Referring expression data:

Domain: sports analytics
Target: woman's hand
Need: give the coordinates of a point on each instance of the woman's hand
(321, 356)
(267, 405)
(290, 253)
...
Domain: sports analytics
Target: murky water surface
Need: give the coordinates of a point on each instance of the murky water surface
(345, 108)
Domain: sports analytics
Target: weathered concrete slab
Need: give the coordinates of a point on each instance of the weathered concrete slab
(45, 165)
==
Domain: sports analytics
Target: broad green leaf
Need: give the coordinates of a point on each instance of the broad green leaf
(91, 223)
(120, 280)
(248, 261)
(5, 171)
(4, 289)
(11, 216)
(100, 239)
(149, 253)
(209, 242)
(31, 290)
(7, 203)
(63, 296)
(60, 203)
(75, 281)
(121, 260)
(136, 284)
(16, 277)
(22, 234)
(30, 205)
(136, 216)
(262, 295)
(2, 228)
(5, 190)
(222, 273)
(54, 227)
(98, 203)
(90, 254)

— What the task asks —
When the string "Target" appears in a line of the records above, that line is to be copied.

— Exercise answer —
Target: woman's hand
Target: murky water surface
Target: weathered concrete slab
Target: broad green leaf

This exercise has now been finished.